/---
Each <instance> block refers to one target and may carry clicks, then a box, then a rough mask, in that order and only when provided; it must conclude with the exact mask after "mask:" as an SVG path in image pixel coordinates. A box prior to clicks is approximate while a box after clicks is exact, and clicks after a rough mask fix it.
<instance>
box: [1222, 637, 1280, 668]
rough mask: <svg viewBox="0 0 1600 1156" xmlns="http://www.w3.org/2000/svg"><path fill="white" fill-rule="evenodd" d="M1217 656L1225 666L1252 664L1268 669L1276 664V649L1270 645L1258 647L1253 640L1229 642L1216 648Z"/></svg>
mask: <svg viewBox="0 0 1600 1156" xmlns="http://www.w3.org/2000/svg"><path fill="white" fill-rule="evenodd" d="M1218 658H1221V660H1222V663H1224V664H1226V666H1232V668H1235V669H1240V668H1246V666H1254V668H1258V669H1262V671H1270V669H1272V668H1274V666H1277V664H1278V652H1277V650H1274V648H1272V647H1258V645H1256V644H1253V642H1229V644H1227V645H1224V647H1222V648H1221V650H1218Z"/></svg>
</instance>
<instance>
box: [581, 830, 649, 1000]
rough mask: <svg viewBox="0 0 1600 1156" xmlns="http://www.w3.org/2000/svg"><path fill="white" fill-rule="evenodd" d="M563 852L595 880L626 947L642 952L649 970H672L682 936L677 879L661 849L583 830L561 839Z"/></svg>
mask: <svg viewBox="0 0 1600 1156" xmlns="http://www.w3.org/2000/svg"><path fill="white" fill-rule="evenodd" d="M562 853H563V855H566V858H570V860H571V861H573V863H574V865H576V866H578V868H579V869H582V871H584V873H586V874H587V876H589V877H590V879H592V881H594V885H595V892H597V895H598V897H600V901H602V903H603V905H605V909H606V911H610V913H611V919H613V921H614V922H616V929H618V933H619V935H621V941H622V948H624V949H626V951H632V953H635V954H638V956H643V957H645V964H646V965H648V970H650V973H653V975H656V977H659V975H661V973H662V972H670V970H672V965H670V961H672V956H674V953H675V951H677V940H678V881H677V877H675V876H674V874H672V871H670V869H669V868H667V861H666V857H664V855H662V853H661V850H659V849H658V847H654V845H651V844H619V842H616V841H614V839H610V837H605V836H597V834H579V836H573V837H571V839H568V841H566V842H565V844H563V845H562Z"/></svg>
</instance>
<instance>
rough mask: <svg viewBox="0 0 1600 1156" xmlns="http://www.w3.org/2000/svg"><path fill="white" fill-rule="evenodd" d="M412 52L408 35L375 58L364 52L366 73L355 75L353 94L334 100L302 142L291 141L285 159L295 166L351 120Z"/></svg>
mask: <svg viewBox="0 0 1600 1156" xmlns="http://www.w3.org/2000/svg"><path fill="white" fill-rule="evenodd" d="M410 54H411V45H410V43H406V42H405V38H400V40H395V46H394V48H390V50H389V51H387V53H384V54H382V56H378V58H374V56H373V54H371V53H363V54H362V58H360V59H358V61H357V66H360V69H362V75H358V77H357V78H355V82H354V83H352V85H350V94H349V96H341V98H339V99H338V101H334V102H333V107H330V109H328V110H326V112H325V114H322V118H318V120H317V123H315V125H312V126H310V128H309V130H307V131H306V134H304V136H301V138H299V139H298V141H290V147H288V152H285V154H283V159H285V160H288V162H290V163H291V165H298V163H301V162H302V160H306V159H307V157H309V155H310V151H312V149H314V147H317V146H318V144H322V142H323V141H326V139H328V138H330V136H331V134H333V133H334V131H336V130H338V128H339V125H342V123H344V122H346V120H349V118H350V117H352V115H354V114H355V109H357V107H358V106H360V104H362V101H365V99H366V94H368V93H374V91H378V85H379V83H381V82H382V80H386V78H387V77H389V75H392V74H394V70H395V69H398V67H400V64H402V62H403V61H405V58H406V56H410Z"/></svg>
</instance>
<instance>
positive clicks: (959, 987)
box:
\---
**WHAT IS NEEDED**
Could you write out the material above again, swapping every "rough mask" for "coarse mask" and leaving everything else unchanged?

**ANSWER TO THIS TASK**
Each <instance> block refers to one target and may carry clicks, then a box, then a coarse mask, in that order and only when provided; it must conclude with the exact mask after "mask:" as an SVG path in image pixel coordinates. A box prior to clicks is approximate while a box after clicks is exact, and clicks after a coarse mask fix it.
<instance>
box: [1222, 637, 1280, 668]
coarse mask: <svg viewBox="0 0 1600 1156" xmlns="http://www.w3.org/2000/svg"><path fill="white" fill-rule="evenodd" d="M1217 656L1225 666L1252 664L1268 669L1276 664V649L1270 645L1258 647L1253 640L1229 642L1216 648Z"/></svg>
mask: <svg viewBox="0 0 1600 1156" xmlns="http://www.w3.org/2000/svg"><path fill="white" fill-rule="evenodd" d="M1218 658H1221V660H1222V663H1224V664H1226V666H1232V668H1235V669H1240V668H1246V666H1254V668H1258V669H1262V671H1270V669H1272V668H1274V666H1277V664H1278V652H1277V650H1274V648H1272V647H1258V645H1256V644H1253V642H1229V644H1227V645H1224V647H1222V648H1221V650H1218Z"/></svg>
</instance>
<instance>
box: [581, 830, 649, 1000]
coarse mask: <svg viewBox="0 0 1600 1156" xmlns="http://www.w3.org/2000/svg"><path fill="white" fill-rule="evenodd" d="M563 852L595 880L626 947L642 952L649 970H672L682 936L677 879L661 849L583 830L561 839Z"/></svg>
mask: <svg viewBox="0 0 1600 1156" xmlns="http://www.w3.org/2000/svg"><path fill="white" fill-rule="evenodd" d="M562 853H563V855H566V858H570V860H571V861H573V863H574V865H576V866H578V868H579V869H582V871H584V873H586V874H587V876H589V877H590V879H592V881H594V885H595V892H597V895H598V897H600V901H602V903H603V905H605V909H606V911H610V913H611V919H613V921H614V922H616V929H618V933H619V935H621V941H622V948H624V949H626V951H632V953H635V954H638V956H643V957H645V964H646V965H648V970H650V973H653V975H656V977H659V975H661V973H662V972H670V970H672V965H670V961H672V956H674V953H675V951H677V940H678V881H677V877H675V876H674V874H672V871H670V869H669V868H667V861H666V857H664V855H662V853H661V850H659V849H658V847H654V845H651V844H619V842H616V841H614V839H610V837H605V836H597V834H579V836H573V837H571V839H568V841H566V842H565V844H563V845H562Z"/></svg>
</instance>
<instance>
coarse mask: <svg viewBox="0 0 1600 1156" xmlns="http://www.w3.org/2000/svg"><path fill="white" fill-rule="evenodd" d="M412 52L408 35L375 58L364 52L366 73L355 75L353 94L334 100L302 142L291 141L285 159L295 166L351 120Z"/></svg>
mask: <svg viewBox="0 0 1600 1156" xmlns="http://www.w3.org/2000/svg"><path fill="white" fill-rule="evenodd" d="M410 54H411V45H410V43H406V42H405V38H400V40H395V46H394V48H390V50H389V51H387V53H384V54H382V56H378V58H374V56H373V54H371V53H363V54H362V58H360V59H358V61H357V66H360V69H362V75H358V77H357V78H355V82H354V83H352V85H350V94H349V96H341V98H339V99H338V101H334V102H333V107H330V109H328V110H326V112H325V114H322V118H318V120H317V123H315V125H312V126H310V128H309V130H307V131H306V134H304V136H301V138H299V139H298V141H290V147H288V152H285V154H283V159H285V160H288V162H290V163H291V165H298V163H301V162H302V160H306V159H307V157H309V155H310V151H312V149H314V147H317V146H318V144H322V142H323V141H326V139H328V138H330V136H331V134H333V133H334V131H336V130H338V128H339V125H342V123H344V122H346V120H349V118H350V117H352V115H354V114H355V109H357V107H358V106H360V104H362V101H365V99H366V94H368V93H374V91H378V85H379V83H381V82H382V80H386V78H387V77H389V75H392V74H394V70H395V69H398V67H400V64H402V62H403V61H405V58H406V56H410Z"/></svg>
</instance>
<instance>
positive clicks: (959, 987)
box:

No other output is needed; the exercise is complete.